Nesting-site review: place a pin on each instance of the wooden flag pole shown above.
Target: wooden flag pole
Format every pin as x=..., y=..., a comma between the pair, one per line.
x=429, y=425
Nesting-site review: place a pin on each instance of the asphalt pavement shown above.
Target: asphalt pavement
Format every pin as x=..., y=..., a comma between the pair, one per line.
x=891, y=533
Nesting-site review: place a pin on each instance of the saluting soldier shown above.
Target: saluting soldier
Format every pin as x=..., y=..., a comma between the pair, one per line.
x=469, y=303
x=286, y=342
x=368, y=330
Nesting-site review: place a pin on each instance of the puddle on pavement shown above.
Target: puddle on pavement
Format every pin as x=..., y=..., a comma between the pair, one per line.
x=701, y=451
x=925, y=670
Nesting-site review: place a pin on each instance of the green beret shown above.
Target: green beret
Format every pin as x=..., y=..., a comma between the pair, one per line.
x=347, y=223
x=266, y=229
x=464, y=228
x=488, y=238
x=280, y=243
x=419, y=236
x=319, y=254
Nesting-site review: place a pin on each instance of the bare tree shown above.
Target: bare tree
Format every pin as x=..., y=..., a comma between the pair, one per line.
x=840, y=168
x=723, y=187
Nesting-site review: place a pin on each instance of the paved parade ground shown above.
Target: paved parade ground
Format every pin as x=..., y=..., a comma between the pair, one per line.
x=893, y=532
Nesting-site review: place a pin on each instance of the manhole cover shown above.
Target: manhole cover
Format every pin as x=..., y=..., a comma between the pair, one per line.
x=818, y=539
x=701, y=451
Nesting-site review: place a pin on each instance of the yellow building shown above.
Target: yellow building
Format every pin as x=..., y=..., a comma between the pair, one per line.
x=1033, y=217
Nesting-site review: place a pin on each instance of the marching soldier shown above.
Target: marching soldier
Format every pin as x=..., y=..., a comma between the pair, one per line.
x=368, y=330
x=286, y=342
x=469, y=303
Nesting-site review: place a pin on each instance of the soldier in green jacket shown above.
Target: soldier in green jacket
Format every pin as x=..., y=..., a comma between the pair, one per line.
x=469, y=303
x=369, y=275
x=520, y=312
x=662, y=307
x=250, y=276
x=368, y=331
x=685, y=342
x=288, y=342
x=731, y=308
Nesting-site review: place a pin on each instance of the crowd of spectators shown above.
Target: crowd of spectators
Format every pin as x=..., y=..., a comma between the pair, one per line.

* * *

### Assignment
When you reach the line containing "Target: wooden flag pole" in the data above, start copying exactly, and stop after the line containing "Target: saluting soldier".

### Solution
Target: wooden flag pole
Format every pin as x=..., y=..., a comma between the pair, one per line.
x=429, y=425
Nesting-site review: place a pin on each instance of the asphalt pavement shown above.
Target: asphalt pavement
Format every pin as x=..., y=..., a comma between the pair, one per line.
x=891, y=533
Nesting-site review: place a pin on each instance of the saluting soldier shown above.
Target: saluting soldier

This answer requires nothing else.